▶ **Aim of the exercise**
Write the records out again, precisely as they stand.

▶ **Material**
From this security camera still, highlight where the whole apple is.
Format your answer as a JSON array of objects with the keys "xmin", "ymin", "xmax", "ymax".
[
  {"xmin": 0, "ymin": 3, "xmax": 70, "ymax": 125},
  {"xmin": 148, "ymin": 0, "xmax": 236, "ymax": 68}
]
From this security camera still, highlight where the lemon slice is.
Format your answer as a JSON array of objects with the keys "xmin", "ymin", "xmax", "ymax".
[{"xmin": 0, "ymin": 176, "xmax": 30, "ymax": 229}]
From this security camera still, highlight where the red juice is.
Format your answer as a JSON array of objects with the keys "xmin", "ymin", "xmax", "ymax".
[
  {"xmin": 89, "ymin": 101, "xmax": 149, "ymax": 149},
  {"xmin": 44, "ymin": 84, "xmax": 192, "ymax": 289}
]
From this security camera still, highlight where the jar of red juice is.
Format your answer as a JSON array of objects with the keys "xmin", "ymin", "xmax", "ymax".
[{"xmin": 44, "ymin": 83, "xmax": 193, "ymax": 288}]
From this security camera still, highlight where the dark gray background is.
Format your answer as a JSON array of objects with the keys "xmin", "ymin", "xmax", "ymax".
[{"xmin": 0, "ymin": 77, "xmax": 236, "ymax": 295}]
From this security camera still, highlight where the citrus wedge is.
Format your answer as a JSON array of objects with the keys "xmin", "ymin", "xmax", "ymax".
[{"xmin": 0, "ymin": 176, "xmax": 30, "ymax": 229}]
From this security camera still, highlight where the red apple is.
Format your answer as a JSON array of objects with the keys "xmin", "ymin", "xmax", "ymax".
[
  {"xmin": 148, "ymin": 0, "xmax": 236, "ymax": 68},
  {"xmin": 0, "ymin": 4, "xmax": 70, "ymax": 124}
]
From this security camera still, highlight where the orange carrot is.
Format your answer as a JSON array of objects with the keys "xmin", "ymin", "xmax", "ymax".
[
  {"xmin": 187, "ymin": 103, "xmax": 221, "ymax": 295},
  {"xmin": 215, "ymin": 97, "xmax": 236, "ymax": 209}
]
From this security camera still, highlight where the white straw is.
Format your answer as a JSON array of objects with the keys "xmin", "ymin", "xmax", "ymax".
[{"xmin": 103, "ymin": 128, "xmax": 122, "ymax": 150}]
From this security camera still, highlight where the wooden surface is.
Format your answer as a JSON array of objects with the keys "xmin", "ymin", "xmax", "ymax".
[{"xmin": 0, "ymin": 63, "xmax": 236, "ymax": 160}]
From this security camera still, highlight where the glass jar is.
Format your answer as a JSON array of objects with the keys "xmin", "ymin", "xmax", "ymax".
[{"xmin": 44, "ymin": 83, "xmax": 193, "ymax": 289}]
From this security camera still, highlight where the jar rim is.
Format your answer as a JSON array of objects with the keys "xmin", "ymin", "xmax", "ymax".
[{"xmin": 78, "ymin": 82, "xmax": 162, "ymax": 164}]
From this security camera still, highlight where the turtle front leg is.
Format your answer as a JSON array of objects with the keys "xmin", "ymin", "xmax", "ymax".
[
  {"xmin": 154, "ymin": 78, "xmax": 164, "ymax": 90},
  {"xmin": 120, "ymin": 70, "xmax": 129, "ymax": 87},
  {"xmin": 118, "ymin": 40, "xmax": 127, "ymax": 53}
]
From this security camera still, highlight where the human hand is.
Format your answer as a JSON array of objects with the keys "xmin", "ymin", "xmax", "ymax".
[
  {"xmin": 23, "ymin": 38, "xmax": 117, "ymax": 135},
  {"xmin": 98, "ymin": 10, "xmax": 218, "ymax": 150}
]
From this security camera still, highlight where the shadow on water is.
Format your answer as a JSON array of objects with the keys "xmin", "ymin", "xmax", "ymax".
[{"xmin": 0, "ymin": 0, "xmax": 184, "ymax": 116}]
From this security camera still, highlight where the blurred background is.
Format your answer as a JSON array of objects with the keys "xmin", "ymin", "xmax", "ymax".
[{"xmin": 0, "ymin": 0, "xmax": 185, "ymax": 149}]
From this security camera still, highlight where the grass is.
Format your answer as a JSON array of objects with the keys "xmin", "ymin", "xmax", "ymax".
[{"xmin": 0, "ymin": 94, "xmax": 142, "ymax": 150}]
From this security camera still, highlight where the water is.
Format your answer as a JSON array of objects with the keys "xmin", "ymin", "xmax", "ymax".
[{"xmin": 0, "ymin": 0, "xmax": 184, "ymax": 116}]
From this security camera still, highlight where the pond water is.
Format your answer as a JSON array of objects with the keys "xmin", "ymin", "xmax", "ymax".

▶ **Complete answer**
From this security camera still, highlight where the whole apple is.
Format your answer as a JSON array of objects with the keys "xmin", "ymin", "xmax", "ymax".
[
  {"xmin": 0, "ymin": 3, "xmax": 70, "ymax": 125},
  {"xmin": 148, "ymin": 0, "xmax": 236, "ymax": 68}
]
From this security camera still, highlight where the lemon slice is.
Format your answer as a JSON array of objects with the keys "xmin", "ymin", "xmax", "ymax".
[{"xmin": 0, "ymin": 176, "xmax": 30, "ymax": 229}]
From this security camera still, highlight where the red juice is.
Format your answer as a JSON array of objects with the keys "xmin", "ymin", "xmax", "ymax".
[
  {"xmin": 89, "ymin": 101, "xmax": 149, "ymax": 149},
  {"xmin": 44, "ymin": 84, "xmax": 192, "ymax": 289}
]
From this security camera still, highlight where the jar of red juice is.
Format your answer as a JSON array of objects with the keys "xmin", "ymin", "xmax", "ymax".
[{"xmin": 44, "ymin": 83, "xmax": 193, "ymax": 288}]
From this security camera still, highlight where the dark gray background is.
Format your answer as a JSON array of objects with the keys "xmin", "ymin", "xmax", "ymax".
[{"xmin": 0, "ymin": 77, "xmax": 236, "ymax": 295}]
From this security camera still, highlight where the citrus wedge is.
Format your answer as a JSON array of objects with the keys "xmin", "ymin", "xmax", "ymax".
[{"xmin": 0, "ymin": 176, "xmax": 30, "ymax": 229}]
From this security camera still, highlight where the red apple is.
Format your answer as a JSON array of objects with the keys "xmin", "ymin", "xmax", "ymax".
[
  {"xmin": 148, "ymin": 0, "xmax": 236, "ymax": 68},
  {"xmin": 0, "ymin": 4, "xmax": 70, "ymax": 124}
]
From this security camera still, highlight where the orange carrot is.
Format your answer as a JSON array of objects with the keys "xmin", "ymin", "xmax", "ymax".
[
  {"xmin": 187, "ymin": 103, "xmax": 221, "ymax": 295},
  {"xmin": 215, "ymin": 97, "xmax": 236, "ymax": 209}
]
From this security camera still, highlight where the white straw is.
Format your answer as a JSON array of objects with the keys "xmin", "ymin", "xmax", "ymax".
[{"xmin": 103, "ymin": 128, "xmax": 122, "ymax": 150}]
From this security camera still, highlight where the wooden surface is.
Format your answer as a JSON array of objects with the keys "xmin", "ymin", "xmax", "ymax".
[{"xmin": 0, "ymin": 63, "xmax": 236, "ymax": 160}]
From this security camera still, highlight where the glass jar is.
Format your answer as a JSON array of objects with the keys "xmin", "ymin", "xmax", "ymax".
[{"xmin": 44, "ymin": 83, "xmax": 193, "ymax": 289}]
From this security camera still, highlight where the jar rim is.
Format your answer as a JSON array of objects with the keys "xmin", "ymin", "xmax", "ymax".
[{"xmin": 78, "ymin": 82, "xmax": 162, "ymax": 164}]
From this security camera still, highlight where the turtle front leg is.
Format your answer as a JSON array of objects with the keys "xmin", "ymin", "xmax", "ymax".
[
  {"xmin": 154, "ymin": 78, "xmax": 164, "ymax": 90},
  {"xmin": 120, "ymin": 70, "xmax": 129, "ymax": 87},
  {"xmin": 118, "ymin": 40, "xmax": 127, "ymax": 53}
]
From this security camera still, highlight where the human hand is.
Format your answer as a JSON array of objects with the keys "xmin", "ymin", "xmax", "ymax".
[
  {"xmin": 23, "ymin": 38, "xmax": 117, "ymax": 135},
  {"xmin": 98, "ymin": 10, "xmax": 218, "ymax": 150}
]
From this security camera still, highlight where the shadow on water is.
Format your answer as a JSON array of objects with the keys "xmin", "ymin", "xmax", "ymax".
[{"xmin": 0, "ymin": 0, "xmax": 184, "ymax": 116}]
From this security camera still, highlight where the blurred background is.
Format your answer as a JSON array of objects with the keys "xmin", "ymin", "xmax", "ymax".
[{"xmin": 0, "ymin": 0, "xmax": 185, "ymax": 149}]
From this security camera still, highlight where the grass is.
Format your answer as a JSON array of objects with the keys "xmin", "ymin", "xmax", "ymax".
[{"xmin": 0, "ymin": 94, "xmax": 142, "ymax": 150}]
From this security camera still, highlight where the water is.
Format your answer as a JSON array of objects with the keys "xmin", "ymin", "xmax", "ymax".
[{"xmin": 0, "ymin": 0, "xmax": 184, "ymax": 116}]
From this security camera still, highlight where the pond water is.
Format your answer as a JSON array of objects with the keys "xmin", "ymin", "xmax", "ymax".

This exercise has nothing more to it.